▸ WORK TO COMPLETE
1) What estimated time does the Big O notation chapter excerpt give for the chapter?
2) From the Big O notation chapter excerpt, reproduce the passage from "By the end of" to "functions (10 mins review if needed)".

In the previous chapter, we saw that some algorithms are faster than others. But how do we measure and compare algorithm efficiency? Enter Big O notation—the language we use to describe how algorithms scale.

What You'll Learn

Estimated time: 60 minutes

By the end of this chapter, you will:

  • Master Big O notation to analyze algorithm efficiency mathematically
  • Understand time and space complexity with practical PHP examples and real-world scenarios
  • Learn to calculate complexity for nested loops, recursion, and built-in PHP functions
  • Recognize common complexity patterns (O(1), O(n), O(n²), etc.) and when to use each
  • Apply complexity analysis to security considerations and avoid performance pitfalls

Prerequisites

Before starting this chapter, ensure you have:

  • ✓ Understanding of basic PHP syntax (10 mins review if needed)
  • ✓ Familiarity with loops and functions (10 mins review if needed)
  • ✓ Completion of Chapter 0 (45 mins if not done)

Why Algorithm Complexity Matters

Imagine you're building a user search feature for your PHP application:

php
// Version 1: Linear search - O(n)
function findUserLinear(array $users, string $email): ?array
{
    foreach ($users as $user) {
        if ($user['email'] === $email) {
            return $user;
        }
    }
    return null;
}

// Version 2: Hash lookup - O(1)

▸ DATASET
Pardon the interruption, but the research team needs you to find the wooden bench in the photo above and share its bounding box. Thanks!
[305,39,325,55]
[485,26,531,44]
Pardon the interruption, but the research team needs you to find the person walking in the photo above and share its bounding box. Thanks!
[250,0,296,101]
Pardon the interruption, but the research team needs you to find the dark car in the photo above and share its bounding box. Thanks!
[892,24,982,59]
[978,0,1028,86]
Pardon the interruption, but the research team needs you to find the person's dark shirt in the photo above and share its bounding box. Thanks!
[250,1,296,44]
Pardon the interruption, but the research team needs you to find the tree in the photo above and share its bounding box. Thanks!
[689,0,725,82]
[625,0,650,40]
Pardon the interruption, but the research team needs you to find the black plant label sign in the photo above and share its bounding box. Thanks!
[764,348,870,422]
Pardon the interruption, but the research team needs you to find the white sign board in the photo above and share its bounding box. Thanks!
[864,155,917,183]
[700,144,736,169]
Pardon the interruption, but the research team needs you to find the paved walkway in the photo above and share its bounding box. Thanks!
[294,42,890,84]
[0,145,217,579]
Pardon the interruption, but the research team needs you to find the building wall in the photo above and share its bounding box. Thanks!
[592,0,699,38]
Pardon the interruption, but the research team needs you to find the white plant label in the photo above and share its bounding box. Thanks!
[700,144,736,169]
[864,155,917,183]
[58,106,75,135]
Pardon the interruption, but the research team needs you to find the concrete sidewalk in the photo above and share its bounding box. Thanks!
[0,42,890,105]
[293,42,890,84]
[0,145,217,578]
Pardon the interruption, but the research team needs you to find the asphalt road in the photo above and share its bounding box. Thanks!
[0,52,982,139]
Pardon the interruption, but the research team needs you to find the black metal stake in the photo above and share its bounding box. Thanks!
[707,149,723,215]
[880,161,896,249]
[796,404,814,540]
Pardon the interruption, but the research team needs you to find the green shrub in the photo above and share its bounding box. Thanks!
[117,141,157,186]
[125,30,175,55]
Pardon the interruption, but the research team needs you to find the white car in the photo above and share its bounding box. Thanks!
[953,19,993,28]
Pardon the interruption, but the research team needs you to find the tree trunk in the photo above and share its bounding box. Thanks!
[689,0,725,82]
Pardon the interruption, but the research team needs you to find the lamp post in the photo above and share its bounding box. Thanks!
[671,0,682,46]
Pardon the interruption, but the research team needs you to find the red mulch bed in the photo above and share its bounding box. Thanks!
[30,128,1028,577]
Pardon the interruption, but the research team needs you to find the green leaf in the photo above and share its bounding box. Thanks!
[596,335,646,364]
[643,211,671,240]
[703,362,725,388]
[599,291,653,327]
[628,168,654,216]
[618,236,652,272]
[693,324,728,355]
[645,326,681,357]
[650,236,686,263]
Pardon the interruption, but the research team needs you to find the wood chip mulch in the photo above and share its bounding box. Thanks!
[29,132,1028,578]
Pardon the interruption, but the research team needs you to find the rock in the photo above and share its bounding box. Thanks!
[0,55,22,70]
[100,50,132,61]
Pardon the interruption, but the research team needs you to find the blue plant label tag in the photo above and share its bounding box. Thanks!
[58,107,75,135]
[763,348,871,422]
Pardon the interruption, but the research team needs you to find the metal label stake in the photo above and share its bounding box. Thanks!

▸ ANSWERS
1) 60 minutes

2)
By the end of this chapter, you will:

  • Master Big O notation to analyze algorithm efficiency mathematically
  • Understand time and space complexity with practical PHP examples and real-world scenarios
  • Learn to calculate complexity for nested loops, recursion, and built-in PHP functions
  • Recognize common complexity patterns (O(1), O(n), O(n²), etc.) and when to use each
  • Apply complexity analysis to security considerations and avoid performance pitfalls

Prerequisites

Before starting this chapter, ensure you have:

  • ✓ Understanding of basic PHP syntax (10 mins review if needed)
  • ✓ Familiarity with loops and functions (10 mins review if needed)